> TEXTO FUENTE:
El testimonio del antiguo primer teniente se centra, básicamente, en su participación en el proceso de selección que determinaba quiénes, de entre los recién llegados, merecían seguir viviendo —condenados, eso sí, a trabajos forzados— y quiénes merecían la muerte. Aunque varios testigos le acusaron de haber estado en la plataforma donde se decidía la suerte de los recién llegados, nadie pudo demostrarlo de un modo irrevocable. Las declaraciones del acusado no eran verosímiles.
“No tenía ninguna posibilidad de influir en los hechos, no quise que ocurriesen, ni participé en ellos. No hice daño a nadie y nadie murió en Auschwitz por mi culpa”. Pero Höcker no aparece en ninguno de los álbumes fotográficos, que documentan aquel horror, junto a ninguno de aquellos carniceros. Y es muy probable que no aparezca porque era él quien tomaba las fotos.

> TU TAREA: Extrae del texto sobre Höcker el fragmento que va desde "El testimonio del" hasta "no eran verosímiles.", copiándolo sin ningún cambio. Los registros son material independiente del texto.

> EXTRACTO DE DATOS:
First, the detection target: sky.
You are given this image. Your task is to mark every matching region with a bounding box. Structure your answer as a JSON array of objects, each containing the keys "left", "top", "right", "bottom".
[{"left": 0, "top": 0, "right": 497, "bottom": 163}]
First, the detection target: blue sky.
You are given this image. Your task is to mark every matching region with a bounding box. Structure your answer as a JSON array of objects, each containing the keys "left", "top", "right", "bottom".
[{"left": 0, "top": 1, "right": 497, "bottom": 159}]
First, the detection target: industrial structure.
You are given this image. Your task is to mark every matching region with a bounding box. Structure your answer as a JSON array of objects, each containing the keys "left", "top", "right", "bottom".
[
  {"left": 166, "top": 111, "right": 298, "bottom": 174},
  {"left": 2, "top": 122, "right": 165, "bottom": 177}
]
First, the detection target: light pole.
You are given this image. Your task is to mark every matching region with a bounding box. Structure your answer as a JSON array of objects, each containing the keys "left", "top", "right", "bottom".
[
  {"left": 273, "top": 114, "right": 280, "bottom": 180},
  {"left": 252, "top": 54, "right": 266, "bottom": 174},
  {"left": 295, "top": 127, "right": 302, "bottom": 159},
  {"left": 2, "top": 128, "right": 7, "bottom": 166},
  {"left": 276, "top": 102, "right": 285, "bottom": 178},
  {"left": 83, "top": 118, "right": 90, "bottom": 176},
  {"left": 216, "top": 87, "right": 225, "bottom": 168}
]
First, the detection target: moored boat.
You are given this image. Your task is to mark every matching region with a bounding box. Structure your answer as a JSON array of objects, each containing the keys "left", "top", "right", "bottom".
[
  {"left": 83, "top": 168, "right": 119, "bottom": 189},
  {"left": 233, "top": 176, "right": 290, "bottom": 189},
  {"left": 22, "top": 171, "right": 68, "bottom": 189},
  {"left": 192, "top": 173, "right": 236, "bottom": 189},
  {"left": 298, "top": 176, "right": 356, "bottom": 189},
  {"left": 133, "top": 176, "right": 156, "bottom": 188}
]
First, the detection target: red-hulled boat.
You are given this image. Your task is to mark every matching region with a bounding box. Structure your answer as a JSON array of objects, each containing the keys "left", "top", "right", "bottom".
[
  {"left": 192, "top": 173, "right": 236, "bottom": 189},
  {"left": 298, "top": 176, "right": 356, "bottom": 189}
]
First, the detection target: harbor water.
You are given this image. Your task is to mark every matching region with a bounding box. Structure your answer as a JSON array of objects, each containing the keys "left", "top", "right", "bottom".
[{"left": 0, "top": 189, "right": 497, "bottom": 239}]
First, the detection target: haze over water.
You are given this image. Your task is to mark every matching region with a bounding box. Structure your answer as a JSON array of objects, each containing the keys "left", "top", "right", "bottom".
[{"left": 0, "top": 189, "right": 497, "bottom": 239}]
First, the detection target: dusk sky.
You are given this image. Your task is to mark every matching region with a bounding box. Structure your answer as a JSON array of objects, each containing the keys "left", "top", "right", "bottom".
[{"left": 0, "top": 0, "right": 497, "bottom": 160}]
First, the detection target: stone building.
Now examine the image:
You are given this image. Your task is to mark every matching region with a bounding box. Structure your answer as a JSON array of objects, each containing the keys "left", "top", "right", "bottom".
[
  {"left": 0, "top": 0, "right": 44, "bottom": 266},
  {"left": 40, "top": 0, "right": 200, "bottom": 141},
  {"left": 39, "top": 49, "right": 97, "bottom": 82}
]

> RESPUESTA:
El testimonio del antiguo primer teniente se centra, básicamente, en su participación en el proceso de selección que determinaba quiénes, de entre los recién llegados, merecían seguir viviendo —condenados, eso sí, a trabajos forzados— y quiénes merecían la muerte. Aunque varios testigos le acusaron de haber estado en la plataforma donde se decidía la suerte de los recién llegados, nadie pudo demostrarlo de un modo irrevocable. Las declaraciones del acusado no eran verosímiles.